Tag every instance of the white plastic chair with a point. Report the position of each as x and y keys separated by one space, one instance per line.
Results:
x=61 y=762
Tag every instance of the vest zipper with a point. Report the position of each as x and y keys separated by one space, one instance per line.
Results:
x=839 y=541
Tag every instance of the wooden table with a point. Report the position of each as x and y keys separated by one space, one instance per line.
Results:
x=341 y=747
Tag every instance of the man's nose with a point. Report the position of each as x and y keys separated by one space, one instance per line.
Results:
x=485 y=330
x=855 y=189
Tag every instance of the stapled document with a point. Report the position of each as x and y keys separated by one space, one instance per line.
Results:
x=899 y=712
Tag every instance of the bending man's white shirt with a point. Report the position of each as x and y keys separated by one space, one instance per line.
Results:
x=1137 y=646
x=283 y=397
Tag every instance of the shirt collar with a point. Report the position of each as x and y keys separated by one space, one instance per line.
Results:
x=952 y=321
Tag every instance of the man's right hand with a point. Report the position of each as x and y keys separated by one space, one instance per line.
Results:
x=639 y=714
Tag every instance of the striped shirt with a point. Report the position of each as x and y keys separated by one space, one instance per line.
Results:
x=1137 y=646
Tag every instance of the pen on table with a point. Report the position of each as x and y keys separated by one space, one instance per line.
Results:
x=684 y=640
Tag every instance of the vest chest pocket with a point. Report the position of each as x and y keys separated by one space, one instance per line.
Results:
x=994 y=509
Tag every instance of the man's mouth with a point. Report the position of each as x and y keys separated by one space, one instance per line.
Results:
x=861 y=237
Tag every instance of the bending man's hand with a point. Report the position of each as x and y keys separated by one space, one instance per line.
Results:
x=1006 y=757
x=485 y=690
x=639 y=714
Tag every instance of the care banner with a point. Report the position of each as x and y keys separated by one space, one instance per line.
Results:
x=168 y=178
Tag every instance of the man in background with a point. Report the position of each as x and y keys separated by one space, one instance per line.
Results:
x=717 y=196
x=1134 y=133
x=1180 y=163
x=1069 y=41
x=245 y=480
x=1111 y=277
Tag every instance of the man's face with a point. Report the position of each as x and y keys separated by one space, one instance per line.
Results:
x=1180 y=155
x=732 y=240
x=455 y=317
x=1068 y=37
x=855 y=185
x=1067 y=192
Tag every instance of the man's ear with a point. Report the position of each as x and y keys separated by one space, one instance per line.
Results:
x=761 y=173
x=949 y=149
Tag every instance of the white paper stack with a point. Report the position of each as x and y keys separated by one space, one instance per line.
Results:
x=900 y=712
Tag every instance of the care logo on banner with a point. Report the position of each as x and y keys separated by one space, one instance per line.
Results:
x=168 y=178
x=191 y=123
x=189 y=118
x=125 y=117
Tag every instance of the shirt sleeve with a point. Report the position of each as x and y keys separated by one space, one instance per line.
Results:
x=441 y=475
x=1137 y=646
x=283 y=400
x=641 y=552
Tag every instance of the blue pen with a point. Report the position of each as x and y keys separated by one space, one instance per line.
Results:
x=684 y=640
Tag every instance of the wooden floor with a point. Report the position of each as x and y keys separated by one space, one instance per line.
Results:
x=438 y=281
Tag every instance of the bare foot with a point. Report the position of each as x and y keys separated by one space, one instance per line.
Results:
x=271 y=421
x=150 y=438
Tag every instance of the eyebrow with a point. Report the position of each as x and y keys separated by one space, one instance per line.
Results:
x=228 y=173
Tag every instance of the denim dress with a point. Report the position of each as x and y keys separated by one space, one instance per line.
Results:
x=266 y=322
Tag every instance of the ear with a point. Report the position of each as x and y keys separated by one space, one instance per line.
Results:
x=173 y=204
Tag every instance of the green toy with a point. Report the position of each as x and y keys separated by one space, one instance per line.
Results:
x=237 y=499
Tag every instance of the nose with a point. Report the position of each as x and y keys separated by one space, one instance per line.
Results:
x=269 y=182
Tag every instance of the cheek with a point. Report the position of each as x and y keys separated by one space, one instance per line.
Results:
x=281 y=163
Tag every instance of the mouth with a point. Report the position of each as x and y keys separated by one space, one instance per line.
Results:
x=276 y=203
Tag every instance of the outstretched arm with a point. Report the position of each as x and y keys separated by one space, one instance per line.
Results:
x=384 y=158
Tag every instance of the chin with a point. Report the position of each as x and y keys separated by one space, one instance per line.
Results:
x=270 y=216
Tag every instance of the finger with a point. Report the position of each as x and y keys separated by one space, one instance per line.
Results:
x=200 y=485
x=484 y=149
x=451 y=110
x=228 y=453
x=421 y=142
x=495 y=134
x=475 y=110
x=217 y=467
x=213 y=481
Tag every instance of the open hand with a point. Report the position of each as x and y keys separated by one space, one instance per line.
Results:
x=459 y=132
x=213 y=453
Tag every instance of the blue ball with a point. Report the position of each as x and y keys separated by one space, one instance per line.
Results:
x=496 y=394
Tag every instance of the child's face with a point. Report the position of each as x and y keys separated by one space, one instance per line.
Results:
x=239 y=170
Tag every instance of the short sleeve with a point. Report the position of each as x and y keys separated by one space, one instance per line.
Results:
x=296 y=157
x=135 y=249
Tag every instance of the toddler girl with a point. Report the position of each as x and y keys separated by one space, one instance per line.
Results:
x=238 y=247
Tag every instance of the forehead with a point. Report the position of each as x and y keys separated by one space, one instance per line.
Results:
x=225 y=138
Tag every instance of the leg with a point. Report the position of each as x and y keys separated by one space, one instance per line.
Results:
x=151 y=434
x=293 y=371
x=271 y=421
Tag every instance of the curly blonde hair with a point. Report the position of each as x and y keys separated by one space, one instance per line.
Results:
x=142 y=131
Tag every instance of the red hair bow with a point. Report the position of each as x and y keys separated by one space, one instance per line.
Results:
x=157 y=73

**Your instructions**
Across the whole listing above, count each line in which the string "face" occurs; respond with that number only.

**Result of this task**
2